Recorded information:
--- BEGIN ---

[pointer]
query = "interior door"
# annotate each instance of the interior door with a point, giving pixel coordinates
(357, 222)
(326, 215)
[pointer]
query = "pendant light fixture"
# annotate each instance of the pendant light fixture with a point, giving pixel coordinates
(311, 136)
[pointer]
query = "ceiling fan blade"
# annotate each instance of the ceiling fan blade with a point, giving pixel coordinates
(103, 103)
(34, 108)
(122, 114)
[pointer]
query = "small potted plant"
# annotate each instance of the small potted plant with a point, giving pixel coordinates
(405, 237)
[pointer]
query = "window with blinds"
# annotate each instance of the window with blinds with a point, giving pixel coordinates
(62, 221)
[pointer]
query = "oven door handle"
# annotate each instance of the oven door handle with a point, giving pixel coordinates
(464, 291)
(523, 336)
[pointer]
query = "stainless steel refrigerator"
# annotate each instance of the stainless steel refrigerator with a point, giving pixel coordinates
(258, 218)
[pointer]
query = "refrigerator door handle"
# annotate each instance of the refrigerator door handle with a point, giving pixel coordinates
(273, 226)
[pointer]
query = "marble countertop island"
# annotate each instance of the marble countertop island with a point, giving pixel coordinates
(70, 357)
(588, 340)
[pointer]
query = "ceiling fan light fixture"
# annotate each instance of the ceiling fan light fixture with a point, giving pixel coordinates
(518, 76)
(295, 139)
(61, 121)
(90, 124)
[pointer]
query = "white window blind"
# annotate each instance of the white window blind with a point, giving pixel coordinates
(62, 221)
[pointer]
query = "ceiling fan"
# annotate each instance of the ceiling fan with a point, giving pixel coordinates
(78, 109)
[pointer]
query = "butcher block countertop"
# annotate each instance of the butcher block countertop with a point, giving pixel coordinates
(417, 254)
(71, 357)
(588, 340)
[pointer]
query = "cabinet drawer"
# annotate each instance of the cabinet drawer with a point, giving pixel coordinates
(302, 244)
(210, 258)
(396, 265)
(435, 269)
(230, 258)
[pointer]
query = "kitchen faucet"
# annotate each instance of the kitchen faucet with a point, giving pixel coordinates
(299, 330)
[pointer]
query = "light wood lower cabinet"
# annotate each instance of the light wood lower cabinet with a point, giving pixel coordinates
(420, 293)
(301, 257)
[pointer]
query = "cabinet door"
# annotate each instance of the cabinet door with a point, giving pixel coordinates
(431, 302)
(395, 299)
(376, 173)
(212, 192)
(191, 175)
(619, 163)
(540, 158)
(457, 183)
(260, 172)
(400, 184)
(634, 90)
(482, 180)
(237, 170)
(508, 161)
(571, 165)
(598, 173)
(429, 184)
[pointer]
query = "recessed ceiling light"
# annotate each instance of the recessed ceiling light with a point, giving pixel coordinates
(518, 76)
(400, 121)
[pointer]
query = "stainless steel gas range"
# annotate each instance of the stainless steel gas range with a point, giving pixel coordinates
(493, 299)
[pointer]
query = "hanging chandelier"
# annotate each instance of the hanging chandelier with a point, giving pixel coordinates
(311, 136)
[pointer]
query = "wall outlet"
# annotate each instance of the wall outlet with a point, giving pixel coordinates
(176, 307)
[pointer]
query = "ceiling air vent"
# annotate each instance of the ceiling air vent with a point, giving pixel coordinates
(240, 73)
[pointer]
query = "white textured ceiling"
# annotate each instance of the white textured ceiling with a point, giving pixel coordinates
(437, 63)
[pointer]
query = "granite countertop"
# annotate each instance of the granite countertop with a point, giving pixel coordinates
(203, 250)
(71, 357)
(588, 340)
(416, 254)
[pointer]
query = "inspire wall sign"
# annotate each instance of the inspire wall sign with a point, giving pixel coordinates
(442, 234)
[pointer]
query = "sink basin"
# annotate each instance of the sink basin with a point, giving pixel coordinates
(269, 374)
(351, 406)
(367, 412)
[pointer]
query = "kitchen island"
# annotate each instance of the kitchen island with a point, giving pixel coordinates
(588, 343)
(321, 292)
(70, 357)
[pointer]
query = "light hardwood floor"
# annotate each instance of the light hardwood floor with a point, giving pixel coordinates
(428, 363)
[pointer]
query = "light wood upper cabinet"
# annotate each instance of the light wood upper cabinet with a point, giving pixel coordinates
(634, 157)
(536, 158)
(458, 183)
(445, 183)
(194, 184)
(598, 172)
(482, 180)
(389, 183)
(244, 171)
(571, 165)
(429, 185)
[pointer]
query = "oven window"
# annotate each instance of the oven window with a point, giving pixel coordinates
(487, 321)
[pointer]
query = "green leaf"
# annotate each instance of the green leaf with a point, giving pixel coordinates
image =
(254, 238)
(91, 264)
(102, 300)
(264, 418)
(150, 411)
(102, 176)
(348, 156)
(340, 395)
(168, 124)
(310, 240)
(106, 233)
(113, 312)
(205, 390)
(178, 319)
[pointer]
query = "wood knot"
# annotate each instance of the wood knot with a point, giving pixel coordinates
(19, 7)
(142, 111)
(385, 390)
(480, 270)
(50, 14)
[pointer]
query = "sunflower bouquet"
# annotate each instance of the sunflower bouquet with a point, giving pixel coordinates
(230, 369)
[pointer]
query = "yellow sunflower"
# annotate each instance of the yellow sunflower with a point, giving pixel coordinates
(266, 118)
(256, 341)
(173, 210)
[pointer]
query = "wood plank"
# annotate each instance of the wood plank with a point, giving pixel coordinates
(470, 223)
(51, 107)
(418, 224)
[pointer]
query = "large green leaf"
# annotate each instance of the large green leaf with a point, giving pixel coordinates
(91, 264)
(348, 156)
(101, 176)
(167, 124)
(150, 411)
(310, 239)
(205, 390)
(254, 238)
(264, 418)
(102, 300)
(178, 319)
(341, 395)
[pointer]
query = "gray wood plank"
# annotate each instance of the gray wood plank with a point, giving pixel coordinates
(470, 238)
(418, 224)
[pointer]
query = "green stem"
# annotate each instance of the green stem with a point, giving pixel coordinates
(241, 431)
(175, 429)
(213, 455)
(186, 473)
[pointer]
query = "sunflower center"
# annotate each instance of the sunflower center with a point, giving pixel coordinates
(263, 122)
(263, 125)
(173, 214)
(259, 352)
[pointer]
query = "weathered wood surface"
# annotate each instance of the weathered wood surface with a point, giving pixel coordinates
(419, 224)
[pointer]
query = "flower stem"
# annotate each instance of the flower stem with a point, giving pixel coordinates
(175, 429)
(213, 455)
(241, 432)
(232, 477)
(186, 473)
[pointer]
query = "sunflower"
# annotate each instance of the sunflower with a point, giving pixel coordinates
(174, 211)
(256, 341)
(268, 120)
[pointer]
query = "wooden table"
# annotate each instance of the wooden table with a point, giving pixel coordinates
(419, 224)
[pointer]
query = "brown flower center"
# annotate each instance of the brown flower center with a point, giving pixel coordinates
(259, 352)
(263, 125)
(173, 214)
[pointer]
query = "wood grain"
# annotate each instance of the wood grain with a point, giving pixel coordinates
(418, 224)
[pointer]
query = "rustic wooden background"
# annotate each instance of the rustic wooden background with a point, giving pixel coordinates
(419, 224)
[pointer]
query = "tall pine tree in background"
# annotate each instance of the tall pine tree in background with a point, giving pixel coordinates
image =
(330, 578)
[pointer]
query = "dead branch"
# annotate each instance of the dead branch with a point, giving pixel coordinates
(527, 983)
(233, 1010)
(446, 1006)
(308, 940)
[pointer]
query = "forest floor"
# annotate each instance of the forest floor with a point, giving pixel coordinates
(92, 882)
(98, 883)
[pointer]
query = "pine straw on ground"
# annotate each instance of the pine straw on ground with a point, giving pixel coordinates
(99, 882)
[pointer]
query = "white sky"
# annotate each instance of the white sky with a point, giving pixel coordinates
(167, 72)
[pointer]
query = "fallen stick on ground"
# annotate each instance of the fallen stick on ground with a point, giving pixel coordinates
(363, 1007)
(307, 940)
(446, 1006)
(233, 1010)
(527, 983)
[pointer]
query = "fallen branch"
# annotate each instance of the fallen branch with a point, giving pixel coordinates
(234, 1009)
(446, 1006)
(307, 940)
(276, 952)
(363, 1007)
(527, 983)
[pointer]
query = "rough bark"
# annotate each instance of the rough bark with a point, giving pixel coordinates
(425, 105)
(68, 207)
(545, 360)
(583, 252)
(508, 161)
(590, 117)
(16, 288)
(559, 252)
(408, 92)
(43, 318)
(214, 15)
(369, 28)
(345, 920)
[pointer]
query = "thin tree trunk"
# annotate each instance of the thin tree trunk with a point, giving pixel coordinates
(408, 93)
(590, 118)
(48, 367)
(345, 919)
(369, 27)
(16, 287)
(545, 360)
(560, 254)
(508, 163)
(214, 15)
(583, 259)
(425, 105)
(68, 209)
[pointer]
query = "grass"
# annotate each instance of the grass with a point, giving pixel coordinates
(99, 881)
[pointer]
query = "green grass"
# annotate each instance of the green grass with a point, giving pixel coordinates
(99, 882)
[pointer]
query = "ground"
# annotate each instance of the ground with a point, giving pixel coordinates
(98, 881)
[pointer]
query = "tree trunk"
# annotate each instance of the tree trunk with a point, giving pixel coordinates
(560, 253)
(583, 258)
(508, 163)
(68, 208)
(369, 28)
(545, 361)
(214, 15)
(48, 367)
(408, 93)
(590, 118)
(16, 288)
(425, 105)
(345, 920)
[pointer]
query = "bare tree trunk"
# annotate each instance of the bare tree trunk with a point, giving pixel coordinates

--- END ---

What the task asks: Collect every line in the records above that contains the word "stainless", and copy each such line in full.

Complete output:
query = "stainless steel refrigerator"
# annotate each instance of the stainless steel refrigerator with a point, giving pixel coordinates
query = "stainless steel gas range"
# annotate each instance of the stainless steel gas range with a point, giving pixel coordinates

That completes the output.